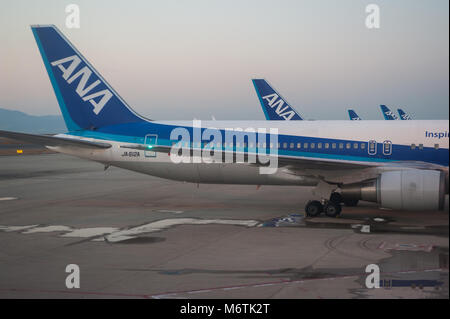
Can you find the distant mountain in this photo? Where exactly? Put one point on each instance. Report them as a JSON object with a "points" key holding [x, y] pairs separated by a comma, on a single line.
{"points": [[21, 122]]}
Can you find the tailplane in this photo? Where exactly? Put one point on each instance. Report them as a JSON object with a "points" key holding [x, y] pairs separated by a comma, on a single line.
{"points": [[353, 116], [403, 115], [275, 107], [387, 113], [86, 100]]}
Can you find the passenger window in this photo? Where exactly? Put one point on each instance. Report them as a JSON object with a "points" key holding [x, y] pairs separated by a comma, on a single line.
{"points": [[372, 147], [387, 147]]}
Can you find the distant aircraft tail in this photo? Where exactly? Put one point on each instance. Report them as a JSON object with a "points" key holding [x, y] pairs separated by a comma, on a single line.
{"points": [[86, 100], [403, 115], [275, 107], [387, 113], [353, 116]]}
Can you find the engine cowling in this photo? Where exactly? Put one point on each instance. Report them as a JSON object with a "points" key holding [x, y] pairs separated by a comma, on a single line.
{"points": [[411, 189]]}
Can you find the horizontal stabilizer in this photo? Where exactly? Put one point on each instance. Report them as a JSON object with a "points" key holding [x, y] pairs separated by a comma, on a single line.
{"points": [[48, 140]]}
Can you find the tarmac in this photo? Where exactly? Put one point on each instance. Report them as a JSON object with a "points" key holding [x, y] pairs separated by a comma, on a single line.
{"points": [[138, 236]]}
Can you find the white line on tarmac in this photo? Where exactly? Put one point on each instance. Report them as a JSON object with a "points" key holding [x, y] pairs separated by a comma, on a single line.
{"points": [[8, 198]]}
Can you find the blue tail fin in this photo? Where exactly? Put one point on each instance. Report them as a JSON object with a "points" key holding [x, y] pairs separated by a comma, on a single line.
{"points": [[353, 115], [275, 107], [86, 100], [403, 115], [387, 113]]}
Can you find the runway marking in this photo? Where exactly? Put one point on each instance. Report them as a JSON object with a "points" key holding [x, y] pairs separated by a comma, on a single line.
{"points": [[167, 223], [90, 232], [173, 295], [408, 247], [282, 282], [114, 234], [8, 198], [170, 211]]}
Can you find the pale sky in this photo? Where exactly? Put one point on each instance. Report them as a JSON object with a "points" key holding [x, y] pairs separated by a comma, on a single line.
{"points": [[184, 59]]}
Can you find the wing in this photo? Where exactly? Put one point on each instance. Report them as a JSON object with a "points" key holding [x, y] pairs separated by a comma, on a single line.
{"points": [[48, 140]]}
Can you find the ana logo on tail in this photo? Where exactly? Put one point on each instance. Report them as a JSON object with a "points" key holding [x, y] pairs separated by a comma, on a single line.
{"points": [[81, 89], [284, 112]]}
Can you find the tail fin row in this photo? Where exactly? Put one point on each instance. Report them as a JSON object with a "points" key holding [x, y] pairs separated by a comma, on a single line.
{"points": [[387, 113], [86, 100]]}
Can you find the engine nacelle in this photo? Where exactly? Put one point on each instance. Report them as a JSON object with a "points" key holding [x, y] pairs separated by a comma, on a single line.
{"points": [[411, 189]]}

Exercise requirements » Could you copy out, word for word, everything from the line containing "Can you find the engine nacelle" down to the end of the records above?

Answer in full »
Can you find the engine nacelle in this photo? Where exactly? Put one point on each instance. Report them as a JSON object with a "points" key holding [x, y] pairs separated by a comma, on a single line.
{"points": [[411, 189]]}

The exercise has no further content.